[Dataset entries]
Start of Block

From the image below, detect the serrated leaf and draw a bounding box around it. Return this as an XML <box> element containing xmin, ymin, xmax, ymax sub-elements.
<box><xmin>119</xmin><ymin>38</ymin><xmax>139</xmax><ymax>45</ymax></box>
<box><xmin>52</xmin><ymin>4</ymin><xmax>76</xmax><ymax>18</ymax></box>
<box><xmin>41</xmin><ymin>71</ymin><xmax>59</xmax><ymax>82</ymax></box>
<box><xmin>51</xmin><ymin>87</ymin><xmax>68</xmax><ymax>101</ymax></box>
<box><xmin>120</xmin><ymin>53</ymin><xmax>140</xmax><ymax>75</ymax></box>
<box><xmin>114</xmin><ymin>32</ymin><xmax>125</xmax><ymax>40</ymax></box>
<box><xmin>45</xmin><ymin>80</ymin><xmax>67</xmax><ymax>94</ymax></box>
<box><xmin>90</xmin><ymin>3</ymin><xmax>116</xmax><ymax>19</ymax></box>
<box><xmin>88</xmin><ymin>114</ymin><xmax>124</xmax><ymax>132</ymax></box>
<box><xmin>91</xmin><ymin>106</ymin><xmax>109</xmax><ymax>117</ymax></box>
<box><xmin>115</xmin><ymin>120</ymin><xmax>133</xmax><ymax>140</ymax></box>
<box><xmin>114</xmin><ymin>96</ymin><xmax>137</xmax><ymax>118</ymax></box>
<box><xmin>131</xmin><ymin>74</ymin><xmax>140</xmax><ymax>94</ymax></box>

End of Block

YOUR ASSIGNMENT: Start at the first line and transcribe the data exactly through the last.

EXERCISE OUTPUT:
From the image below, detect the serrated leaf and draw a bounding box around it. Return this as an XML <box> element containing xmin, ymin, xmax, ymax sub-elements.
<box><xmin>119</xmin><ymin>38</ymin><xmax>139</xmax><ymax>45</ymax></box>
<box><xmin>52</xmin><ymin>4</ymin><xmax>76</xmax><ymax>18</ymax></box>
<box><xmin>41</xmin><ymin>71</ymin><xmax>59</xmax><ymax>82</ymax></box>
<box><xmin>51</xmin><ymin>87</ymin><xmax>68</xmax><ymax>101</ymax></box>
<box><xmin>120</xmin><ymin>53</ymin><xmax>140</xmax><ymax>75</ymax></box>
<box><xmin>114</xmin><ymin>32</ymin><xmax>125</xmax><ymax>40</ymax></box>
<box><xmin>45</xmin><ymin>80</ymin><xmax>67</xmax><ymax>94</ymax></box>
<box><xmin>90</xmin><ymin>3</ymin><xmax>116</xmax><ymax>19</ymax></box>
<box><xmin>88</xmin><ymin>114</ymin><xmax>124</xmax><ymax>132</ymax></box>
<box><xmin>91</xmin><ymin>106</ymin><xmax>109</xmax><ymax>117</ymax></box>
<box><xmin>115</xmin><ymin>120</ymin><xmax>133</xmax><ymax>140</ymax></box>
<box><xmin>114</xmin><ymin>96</ymin><xmax>137</xmax><ymax>118</ymax></box>
<box><xmin>131</xmin><ymin>74</ymin><xmax>140</xmax><ymax>94</ymax></box>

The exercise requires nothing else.